**TEKSTFRAGMENT**
━━━━━━━━━━━━━━━━━━━━

Bron: #Dwars door de buurt – editie 248
In het Wereldmuseum Amsterdam werd op 13 februari de nieuwe tentoonstelling Poetry of the people: Stemmen uit West-Azië en Noord Afrika feestelijk geopend. Er waren optredens van performance-kunstenaars uit deze regio’s. Tweede en derde generatie Nederlanders, die in taal, poëzie en muziek nauw verbonden zijn met het land van hun (groot)ouders.

Zij vermengen het Nederlands met hun ‘thuistaal’. Zo bedient dichter Benzo Karim zich van Nederlands en de Marokkaanse taal Tamazight, dichteres Saba Hamzah gebruikt Engels en Arabisch en singer-songwriter Meral Polat zingt-schreeuwt haar lied in het Nederlands en Turks-Koerdisch.
Van oudsher staat dichtkunst in hoog aanzien in de sterk orale tradities van Noord-Afrikaanse en West-Aziatische culturen. Veelal in combinatie met muziek en zang of recitatie. Vaak is er een link met spiritualiteit, zoals het soefisme bij dichter Jalal-ad-Din Rumi, en de heilige boeken bijbel en koran bij Khalil Gibran. De Griekse dichter Kavafis greep terug op de klassieke oudheid.
Afscheuren
In deze tentoonstelling, samengesteld door conservator Midden-Oosten Sarah Johnson en Diana Bachour, ligt de focus vooral op de sociale impact van poëzie van de late 19e eeuw tot nu. In geluidsfragmenten en videobeelden zijn ruim dertig gedichten te horen en te zien, in verschillende talen als Grieks, Turks, Farsi (Perzië, Iran), Hebreeuws, Syrisch en Tamazight. Voor de bezoekers liggen er poëzie-scheurblokken, waar zij de in het Nederlands en Engels vertaalde gedichten af mogen scheuren om zo hun eigen poëzie-bundel samen te stellen. Daarnaast zijn er bijzondere objecten als wandkleden, mantels, kalligrafie en spiegels te zien.
Spiegel van de ziel
Aan het begin van de tentoonstelling maant Rumi ons ‘onze innerlijke spiegel te reinigen’. Een hedendaags kunstwerk van een hart met een tong daaroverheen verwijst naar een woordspeling van het Turkse dil, tong, en het Perzische del, hart: spreken vanuit het hart. De grote dichters bezingen immers menselijke emoties als liefde, vreugde, troost, maar ook bijvoorbeeld woede, vrijheidsstrijd en ballingschap.
Machthebbers daarentegen hebben er belang bij hun macht te verheerlijken en te consolideren en doen dat eveneens met lofzangen en gedichten.

━━━━━━━━━━━━━━━━━━━━

Welke twee talen gebruikt dichteres Saba Hamzah volgens het artikel over de tentoonstelling? De rijen heb je hier niet nodig.

[Opgeslagen invoer]
━━━━━━━━━━━━━━━━━━━━

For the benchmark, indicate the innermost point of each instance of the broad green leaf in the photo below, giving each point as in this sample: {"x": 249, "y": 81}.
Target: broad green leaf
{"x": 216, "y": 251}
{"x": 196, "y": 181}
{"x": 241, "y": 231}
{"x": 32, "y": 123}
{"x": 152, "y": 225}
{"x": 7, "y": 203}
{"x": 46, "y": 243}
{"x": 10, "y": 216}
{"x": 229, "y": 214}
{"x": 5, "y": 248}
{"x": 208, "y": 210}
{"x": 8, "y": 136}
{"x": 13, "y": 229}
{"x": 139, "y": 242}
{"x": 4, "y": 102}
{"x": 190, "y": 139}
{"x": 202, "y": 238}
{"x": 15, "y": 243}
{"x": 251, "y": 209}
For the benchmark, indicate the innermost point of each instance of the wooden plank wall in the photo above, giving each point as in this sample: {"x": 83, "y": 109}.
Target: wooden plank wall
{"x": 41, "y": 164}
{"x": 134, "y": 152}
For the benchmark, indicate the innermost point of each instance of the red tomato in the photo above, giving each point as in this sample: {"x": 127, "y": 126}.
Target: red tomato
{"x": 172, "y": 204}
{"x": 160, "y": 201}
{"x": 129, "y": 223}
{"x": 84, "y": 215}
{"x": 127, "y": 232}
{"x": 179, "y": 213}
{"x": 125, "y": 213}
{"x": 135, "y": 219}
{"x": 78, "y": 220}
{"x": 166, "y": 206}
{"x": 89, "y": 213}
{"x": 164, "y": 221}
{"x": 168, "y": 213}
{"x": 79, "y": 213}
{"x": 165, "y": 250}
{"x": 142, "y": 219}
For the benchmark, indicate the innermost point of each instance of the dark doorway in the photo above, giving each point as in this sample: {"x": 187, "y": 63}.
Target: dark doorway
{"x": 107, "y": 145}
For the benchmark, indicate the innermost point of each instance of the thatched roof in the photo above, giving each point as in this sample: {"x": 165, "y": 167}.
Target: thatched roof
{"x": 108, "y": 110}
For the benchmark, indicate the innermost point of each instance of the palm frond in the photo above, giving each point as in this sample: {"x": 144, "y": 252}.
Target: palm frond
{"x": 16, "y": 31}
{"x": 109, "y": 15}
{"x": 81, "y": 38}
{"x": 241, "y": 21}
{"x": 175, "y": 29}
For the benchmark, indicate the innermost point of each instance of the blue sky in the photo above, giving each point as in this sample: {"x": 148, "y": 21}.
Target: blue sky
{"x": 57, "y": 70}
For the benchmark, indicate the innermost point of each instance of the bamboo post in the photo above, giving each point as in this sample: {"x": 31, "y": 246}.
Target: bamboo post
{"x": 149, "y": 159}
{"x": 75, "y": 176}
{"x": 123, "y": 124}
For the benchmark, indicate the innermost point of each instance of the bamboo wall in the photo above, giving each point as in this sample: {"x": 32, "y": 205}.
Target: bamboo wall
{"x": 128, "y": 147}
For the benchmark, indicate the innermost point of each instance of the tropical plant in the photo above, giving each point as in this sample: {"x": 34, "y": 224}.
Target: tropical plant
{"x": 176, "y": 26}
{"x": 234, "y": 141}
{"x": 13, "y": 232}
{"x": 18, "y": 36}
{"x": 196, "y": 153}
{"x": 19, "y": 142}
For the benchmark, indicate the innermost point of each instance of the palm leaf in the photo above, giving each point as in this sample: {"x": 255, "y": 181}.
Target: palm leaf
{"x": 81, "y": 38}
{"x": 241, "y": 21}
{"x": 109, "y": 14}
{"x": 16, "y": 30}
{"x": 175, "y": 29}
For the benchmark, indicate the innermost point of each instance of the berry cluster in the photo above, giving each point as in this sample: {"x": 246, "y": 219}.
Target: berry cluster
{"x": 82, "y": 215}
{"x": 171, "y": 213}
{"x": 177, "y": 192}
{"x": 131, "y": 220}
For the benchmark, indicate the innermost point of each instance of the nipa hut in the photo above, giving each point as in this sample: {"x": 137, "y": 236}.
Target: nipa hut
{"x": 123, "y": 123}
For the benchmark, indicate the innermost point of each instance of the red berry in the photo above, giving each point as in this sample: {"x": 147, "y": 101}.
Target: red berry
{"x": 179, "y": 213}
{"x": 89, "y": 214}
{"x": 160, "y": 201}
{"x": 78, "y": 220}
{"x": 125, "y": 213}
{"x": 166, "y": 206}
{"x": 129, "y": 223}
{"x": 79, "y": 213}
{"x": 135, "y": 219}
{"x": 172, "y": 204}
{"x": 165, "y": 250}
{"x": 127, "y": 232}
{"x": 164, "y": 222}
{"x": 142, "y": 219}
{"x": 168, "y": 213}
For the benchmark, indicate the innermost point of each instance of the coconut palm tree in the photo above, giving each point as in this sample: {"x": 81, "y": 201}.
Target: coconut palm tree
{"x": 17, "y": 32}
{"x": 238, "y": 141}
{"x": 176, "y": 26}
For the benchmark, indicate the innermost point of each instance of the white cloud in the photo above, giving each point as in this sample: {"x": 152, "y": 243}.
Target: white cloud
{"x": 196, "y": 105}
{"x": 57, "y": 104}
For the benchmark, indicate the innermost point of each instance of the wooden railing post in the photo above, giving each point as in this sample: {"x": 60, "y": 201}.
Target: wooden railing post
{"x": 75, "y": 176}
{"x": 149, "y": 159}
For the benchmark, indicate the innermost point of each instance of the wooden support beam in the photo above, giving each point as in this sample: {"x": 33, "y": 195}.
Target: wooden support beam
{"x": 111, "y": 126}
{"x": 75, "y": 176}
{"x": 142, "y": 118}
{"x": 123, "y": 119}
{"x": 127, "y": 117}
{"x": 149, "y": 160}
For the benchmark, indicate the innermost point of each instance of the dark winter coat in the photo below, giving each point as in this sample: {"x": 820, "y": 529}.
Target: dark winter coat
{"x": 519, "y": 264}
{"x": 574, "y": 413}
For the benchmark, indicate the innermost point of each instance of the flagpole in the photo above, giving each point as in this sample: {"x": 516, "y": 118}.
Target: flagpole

━━━━━━━━━━━━━━━━━━━━

**UITWERKING OPGAVE**
Engels en Arabisch.